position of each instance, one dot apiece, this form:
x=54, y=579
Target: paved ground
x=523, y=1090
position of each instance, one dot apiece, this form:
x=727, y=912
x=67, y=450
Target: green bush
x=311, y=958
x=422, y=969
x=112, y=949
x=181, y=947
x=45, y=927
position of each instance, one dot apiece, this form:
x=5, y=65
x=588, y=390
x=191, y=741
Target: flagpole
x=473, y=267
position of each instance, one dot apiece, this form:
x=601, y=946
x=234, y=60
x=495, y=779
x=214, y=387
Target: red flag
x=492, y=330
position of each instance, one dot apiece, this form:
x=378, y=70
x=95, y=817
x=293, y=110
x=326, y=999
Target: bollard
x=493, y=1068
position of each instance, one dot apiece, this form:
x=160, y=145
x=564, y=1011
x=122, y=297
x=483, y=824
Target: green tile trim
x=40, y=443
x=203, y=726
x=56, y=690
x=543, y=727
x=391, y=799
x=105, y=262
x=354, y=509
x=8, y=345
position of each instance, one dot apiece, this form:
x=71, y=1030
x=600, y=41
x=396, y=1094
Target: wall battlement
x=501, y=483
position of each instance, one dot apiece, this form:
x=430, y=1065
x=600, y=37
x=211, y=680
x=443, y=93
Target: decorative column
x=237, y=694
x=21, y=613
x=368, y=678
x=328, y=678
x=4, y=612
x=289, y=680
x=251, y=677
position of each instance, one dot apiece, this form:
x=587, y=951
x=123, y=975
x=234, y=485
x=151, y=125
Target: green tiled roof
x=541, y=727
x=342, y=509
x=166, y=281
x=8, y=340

==

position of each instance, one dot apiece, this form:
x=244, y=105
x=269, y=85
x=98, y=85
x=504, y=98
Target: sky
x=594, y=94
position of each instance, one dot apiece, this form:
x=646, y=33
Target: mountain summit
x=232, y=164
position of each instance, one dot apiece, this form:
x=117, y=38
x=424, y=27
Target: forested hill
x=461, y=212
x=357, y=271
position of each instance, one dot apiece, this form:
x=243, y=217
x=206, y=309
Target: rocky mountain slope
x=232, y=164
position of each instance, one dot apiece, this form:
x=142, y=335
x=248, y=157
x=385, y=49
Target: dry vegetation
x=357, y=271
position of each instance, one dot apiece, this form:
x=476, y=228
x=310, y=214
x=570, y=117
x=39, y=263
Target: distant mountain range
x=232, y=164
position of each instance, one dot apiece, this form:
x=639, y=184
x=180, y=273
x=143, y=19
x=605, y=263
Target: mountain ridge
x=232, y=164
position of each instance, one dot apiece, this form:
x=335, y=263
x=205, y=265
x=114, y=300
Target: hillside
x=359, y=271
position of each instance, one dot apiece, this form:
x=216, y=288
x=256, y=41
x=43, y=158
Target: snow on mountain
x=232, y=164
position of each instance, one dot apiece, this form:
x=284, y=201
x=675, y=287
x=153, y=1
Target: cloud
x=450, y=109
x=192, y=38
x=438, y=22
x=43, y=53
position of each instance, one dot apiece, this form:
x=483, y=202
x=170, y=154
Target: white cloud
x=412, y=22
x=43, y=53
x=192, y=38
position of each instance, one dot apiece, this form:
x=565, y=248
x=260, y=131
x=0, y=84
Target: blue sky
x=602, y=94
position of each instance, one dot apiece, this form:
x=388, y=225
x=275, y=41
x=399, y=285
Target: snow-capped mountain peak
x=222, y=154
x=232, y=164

*Instructions to follow*
In your answer, include only the lines above starting at the line that holds "x=214, y=387" and ending at the line that holds "x=483, y=824", copied exactly.

*Answer to this task*
x=214, y=387
Target: red flag
x=492, y=330
position of each instance, one dot apiece, this form:
x=378, y=70
x=95, y=817
x=293, y=110
x=326, y=999
Target: bollard
x=493, y=1068
position of each instance, one dot apiece, this form:
x=160, y=145
x=564, y=1011
x=122, y=297
x=483, y=824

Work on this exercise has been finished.